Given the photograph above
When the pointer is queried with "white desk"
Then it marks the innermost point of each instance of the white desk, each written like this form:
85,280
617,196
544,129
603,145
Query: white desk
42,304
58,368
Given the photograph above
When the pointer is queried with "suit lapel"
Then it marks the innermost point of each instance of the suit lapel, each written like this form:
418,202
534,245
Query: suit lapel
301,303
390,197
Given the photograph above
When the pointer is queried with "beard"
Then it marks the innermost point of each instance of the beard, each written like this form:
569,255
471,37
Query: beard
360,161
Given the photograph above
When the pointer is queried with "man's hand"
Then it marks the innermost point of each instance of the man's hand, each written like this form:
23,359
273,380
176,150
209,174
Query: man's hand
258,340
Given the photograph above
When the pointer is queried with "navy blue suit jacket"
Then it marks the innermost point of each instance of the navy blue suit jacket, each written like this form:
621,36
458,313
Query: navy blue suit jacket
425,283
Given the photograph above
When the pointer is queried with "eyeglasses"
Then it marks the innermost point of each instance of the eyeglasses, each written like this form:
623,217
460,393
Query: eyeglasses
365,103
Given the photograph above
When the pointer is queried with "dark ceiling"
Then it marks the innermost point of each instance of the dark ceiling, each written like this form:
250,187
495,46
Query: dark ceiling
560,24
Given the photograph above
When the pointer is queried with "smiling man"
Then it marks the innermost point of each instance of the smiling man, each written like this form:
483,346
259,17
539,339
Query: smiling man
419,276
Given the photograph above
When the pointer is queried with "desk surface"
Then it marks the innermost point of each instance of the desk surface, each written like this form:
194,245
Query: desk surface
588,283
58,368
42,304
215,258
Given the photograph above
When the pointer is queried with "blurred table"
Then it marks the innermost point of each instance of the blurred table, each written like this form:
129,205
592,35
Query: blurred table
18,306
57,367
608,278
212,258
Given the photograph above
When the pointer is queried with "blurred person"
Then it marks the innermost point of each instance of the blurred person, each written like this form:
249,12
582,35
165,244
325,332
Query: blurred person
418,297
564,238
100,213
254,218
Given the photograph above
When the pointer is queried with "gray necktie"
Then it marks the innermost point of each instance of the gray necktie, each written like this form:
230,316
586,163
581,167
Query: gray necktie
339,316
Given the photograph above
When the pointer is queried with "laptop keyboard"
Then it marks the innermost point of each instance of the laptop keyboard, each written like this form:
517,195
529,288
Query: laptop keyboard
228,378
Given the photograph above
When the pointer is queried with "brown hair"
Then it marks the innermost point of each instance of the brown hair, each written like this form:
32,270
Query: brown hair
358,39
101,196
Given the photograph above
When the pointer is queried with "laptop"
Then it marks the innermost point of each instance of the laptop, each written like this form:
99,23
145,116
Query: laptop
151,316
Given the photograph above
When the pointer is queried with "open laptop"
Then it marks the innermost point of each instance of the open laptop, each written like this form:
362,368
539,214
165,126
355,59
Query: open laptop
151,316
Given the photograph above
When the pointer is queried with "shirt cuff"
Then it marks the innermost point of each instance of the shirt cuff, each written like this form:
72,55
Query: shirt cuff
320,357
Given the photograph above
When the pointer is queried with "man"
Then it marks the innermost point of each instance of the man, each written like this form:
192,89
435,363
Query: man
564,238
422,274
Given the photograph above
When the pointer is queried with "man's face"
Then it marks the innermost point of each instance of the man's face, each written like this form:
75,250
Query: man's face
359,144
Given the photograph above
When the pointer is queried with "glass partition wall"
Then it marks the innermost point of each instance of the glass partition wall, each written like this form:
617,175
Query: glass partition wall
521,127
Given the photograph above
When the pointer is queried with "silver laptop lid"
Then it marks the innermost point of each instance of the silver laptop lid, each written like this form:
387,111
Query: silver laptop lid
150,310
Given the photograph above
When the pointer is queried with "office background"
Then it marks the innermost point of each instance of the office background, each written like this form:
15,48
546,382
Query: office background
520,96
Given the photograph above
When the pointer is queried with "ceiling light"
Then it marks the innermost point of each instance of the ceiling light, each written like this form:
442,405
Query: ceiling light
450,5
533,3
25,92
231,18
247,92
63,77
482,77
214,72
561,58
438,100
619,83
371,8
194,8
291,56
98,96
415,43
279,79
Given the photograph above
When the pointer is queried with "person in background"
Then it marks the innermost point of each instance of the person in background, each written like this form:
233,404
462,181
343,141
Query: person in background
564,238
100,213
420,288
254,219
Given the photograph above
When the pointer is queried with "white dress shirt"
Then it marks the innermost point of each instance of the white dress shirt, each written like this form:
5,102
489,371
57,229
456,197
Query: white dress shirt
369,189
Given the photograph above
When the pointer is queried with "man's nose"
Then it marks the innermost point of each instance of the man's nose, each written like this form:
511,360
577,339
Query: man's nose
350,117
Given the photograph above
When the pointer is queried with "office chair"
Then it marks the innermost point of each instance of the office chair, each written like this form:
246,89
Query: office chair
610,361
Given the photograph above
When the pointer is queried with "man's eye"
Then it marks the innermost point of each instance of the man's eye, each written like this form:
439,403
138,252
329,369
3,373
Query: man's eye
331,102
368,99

→ Job
Output the listing above exactly as it appears.

→ Exercise output
Given the photograph above
When the pointer is queried with "white desk"
Then it marks the innermost point of each instance of the white desk, each written like this form:
85,280
617,196
544,129
603,145
Query: white desk
42,304
58,368
Given the photograph above
When the pointer is queried with "suit lapel"
Then it marks the innermost point of each instance of the suit lapel, each written like this form:
418,202
534,245
Query: suit lapel
301,303
390,197
Given the photograph above
When the pointer is queried with "beard"
Then it marks the innermost point of each instance of the beard, each written like this form:
569,255
471,37
Query: beard
360,161
Given the photograph above
When the pointer is queried with "man's hand"
Then it marks the innermost point of each instance of the man's hand, each written like this form:
23,359
273,380
176,150
209,174
Query: man's hand
258,340
Given the photograph above
When the pointer is queried with "navy blue suit jacket"
Then it marks the innermost point of each instance of the navy blue suit jacket, each written like this form:
621,36
458,313
Query: navy blue suit jacket
425,283
Given the photograph above
When the pointer is queried with "eyeglasses"
Then it marks the innermost point of each instance of the eyeglasses, each written like this form:
623,217
460,393
Query: eyeglasses
365,103
Given the photograph above
When the pointer is queried with "dark ceiling"
Then it marks the innermost point of each instance of the dark ceiling, each written like this form:
250,187
495,46
Query: dark ceiling
560,24
Given the photograph above
When the pointer is queried with "smiling man"
Then it marks the innermost point of each instance of the smiling man, each written like this form:
483,346
259,17
539,339
Query: smiling man
419,276
Given the photograph above
When the pointer is queried with "desk surface"
Then it marks the innermost point of each instance of the desk surface, each written like this form:
194,245
Query: desk surface
588,283
58,368
42,304
215,258
Given the photograph above
When the pointer is queried with "blurred table"
Then it marks the innermost point of each instance of the blurred table, each written like this form:
129,205
592,35
Query: blurred table
18,306
57,367
608,278
212,258
Given the photograph above
When the pointer is queried with "blurred person"
Then it marks the innermost point of each instance of the blurred person, each written like this form:
249,12
582,35
165,244
325,332
Query: blurred person
418,297
564,238
100,213
254,218
Given the photograph above
When the pointer is queried with "gray necktie"
Then it marks the innermost point of each instance of the gray necktie, each written like this form:
230,316
586,163
581,167
Query: gray necktie
339,316
Given the photograph above
When the pointer is queried with "laptop keyboard"
Then it marks the innermost point of each instance of the laptop keyboard, each written like this form:
517,195
529,288
Query: laptop keyboard
228,378
Given the photograph above
When the pointer is queried with "brown hair"
Then it marks the innermost point of each instance of the brown hair, each written like this form:
32,270
Query: brown hair
358,39
101,196
Given the photograph above
When the pointer is queried with "laptop"
Then it marks the innermost point of each instance of the laptop, each written like this form:
99,23
145,116
Query: laptop
151,316
Given the photograph above
When the pointer is queried with "open laptop"
Then it marks the innermost point of each instance of the open laptop, each written like this form:
362,368
539,214
165,126
355,59
Query: open laptop
151,316
Given the photograph above
When the pointer is queried with "shirt cuff"
Then it marks the innermost point of each instance of the shirt cuff, each written like this form:
72,55
Query: shirt cuff
320,357
Given the photograph above
When the pointer is queried with "man"
Then it marks the innermost point of each instance of the man, each written like this form:
192,89
435,363
Query: man
564,238
422,274
Given the photograph above
When the pointer is queried with "man's face"
Then it marks the innermost point of each instance of the man's face, each written like this form:
75,250
Query: man's face
359,144
Given the photograph above
When the pointer is queried with "glass partition wall"
Then it marks the innermost point of each instance of the glass partition wall, each written like this form:
617,175
Query: glass partition wall
521,127
Given the photograph above
When the pointer is queried with "silver laptop lid"
Then it marks the innermost point of each instance of the silver laptop lid, each written like this form:
387,111
Query: silver laptop lid
150,310
Given the photograph above
When the pointer is queried with "office background"
Then it marks the innermost point of each instance of the office background, each written like this form:
15,48
546,382
Query: office background
520,96
Given the photograph above
When the pointer is queried with "ceiling light"
Then it marks the innermost point of each instance of the ceiling light, each written like this form:
442,405
Query: ceiling light
450,5
533,3
25,92
231,18
247,92
63,77
482,77
214,72
561,58
438,100
619,83
371,8
194,8
291,56
98,96
415,43
279,79
Given the photograph above
When the pointer is queried with "person in background"
Then it marks the innermost point of each instance of the person in background, each written like this form:
233,404
462,181
343,141
Query: person in background
564,238
100,213
420,288
254,219
Given the photograph above
When the pointer is queried with "white dress shirt"
Then it marks the innermost point of each instance of the white dress shirt, each written like this form:
5,102
489,371
57,229
456,197
Query: white dress shirt
369,189
Given the photograph above
When the pointer is queried with "man's nose"
Then it marks the innermost point of each instance of the man's nose, each written like this form:
511,360
577,339
Query: man's nose
350,117
Given the photograph above
When the pointer is queried with "office chair"
Then it marks the innermost point of each instance of the office chair, each written like this form:
246,89
Query: office chair
610,361
Given the photograph above
When the pointer is queried with "man's eye"
Then it marks the innermost point of each instance of the man's eye, each written like this form:
439,403
138,252
329,369
3,373
Query: man's eye
331,102
368,99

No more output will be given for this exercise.